**Dataset records**
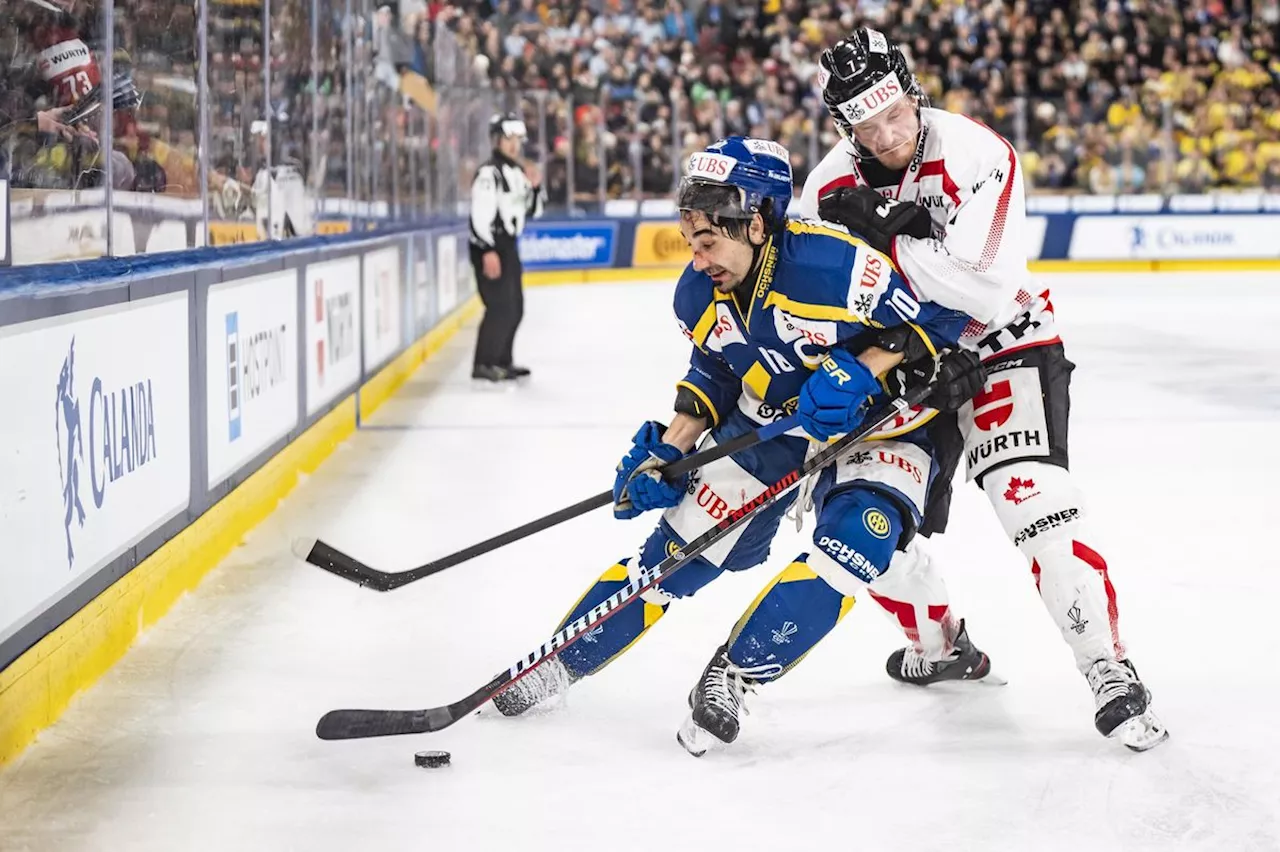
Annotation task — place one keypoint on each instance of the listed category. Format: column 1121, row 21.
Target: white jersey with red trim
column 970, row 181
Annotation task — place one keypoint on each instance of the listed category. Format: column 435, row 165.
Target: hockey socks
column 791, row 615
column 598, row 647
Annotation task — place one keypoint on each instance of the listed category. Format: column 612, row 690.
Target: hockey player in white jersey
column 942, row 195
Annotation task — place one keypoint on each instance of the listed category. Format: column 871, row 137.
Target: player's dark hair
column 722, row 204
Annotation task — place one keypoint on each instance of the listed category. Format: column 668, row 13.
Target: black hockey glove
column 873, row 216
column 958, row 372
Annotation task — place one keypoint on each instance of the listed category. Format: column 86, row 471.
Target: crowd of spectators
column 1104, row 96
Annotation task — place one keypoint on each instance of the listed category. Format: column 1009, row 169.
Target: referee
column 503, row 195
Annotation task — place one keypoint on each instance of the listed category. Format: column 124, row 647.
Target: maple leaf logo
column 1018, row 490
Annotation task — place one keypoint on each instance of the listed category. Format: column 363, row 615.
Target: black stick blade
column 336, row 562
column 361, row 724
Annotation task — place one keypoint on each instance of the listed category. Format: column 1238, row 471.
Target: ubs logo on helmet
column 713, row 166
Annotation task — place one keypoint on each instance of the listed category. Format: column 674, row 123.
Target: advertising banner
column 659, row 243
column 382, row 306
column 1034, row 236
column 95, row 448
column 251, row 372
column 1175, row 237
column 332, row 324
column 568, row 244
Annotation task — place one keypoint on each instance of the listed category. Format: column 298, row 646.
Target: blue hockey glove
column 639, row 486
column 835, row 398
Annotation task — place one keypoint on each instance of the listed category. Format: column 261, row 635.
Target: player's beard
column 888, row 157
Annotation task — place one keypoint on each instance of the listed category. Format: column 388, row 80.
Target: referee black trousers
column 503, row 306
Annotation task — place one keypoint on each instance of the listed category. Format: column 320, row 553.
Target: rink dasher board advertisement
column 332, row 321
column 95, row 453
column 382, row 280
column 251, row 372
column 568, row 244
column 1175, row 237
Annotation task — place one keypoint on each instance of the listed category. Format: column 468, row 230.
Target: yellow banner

**Exercise instructions**
Could you give the material again exactly as it stands, omitting any image?

**Response for this exercise**
Annotation task — place one keypoint on each instance of the listed category. Format: column 1121, row 21.
Target: white jersey with red trim
column 970, row 181
Annotation task — place one keypoint on each instance of the listed category. Format: column 435, row 165.
Target: hockey socks
column 791, row 615
column 598, row 647
Annotation task — place one keypoint on each instance of the listed category. Format: column 612, row 690.
Target: hockey player in white jersey
column 942, row 195
Annotation task — place one keypoint on each instance of the listed category. Format: column 871, row 137.
Target: player's dark hair
column 722, row 204
Annotation task — place one keypoint on each instance of the listed category. Format: column 668, row 13.
Target: black hockey glove
column 873, row 216
column 958, row 372
Annotation task — place one keypoint on each instance of the listed category. Format: column 86, row 471.
Target: crowd of spectators
column 1104, row 96
Annotation task — place one keypoint on each instance of the listed category. Format: column 1009, row 169.
Target: referee
column 503, row 195
Annotation task — place one keypoint on each instance of the listed category. Format: column 124, row 647.
Target: maple leaf logo
column 1018, row 490
Annotation task — place one keypoint on each instance of the listed category. Format: column 363, row 615.
Target: black stick blade
column 336, row 562
column 361, row 724
Annotation task — place one keypoint on each instance of the listed category. Format: column 1238, row 471.
Target: ubs logo on helmet
column 713, row 166
Annotation task — place one keypoint on each instance of the listed category. Format: column 674, row 123.
Target: advertising banner
column 659, row 243
column 382, row 306
column 1034, row 236
column 95, row 448
column 251, row 372
column 1175, row 237
column 332, row 324
column 568, row 244
Annotation task — place one keypoint on each instance of the listed category. Format: column 298, row 646.
Target: blue hockey glove
column 639, row 486
column 835, row 398
Annotation task — place one keypoint on each instance of the listed category. Format: column 261, row 635.
Target: player's beard
column 888, row 157
Annotation task — place one keypoint on each instance of the listed category. Format: column 388, row 80.
Target: referee black trousers
column 503, row 306
Annotation task — place one keypoint on each instance of the listed category. Format: column 320, row 553.
Target: rink dasher board advertisement
column 332, row 321
column 95, row 453
column 382, row 280
column 251, row 372
column 568, row 244
column 1175, row 237
Annotation task — place one keypoint on each instance of the listed category. Format: column 468, row 230.
Target: yellow banner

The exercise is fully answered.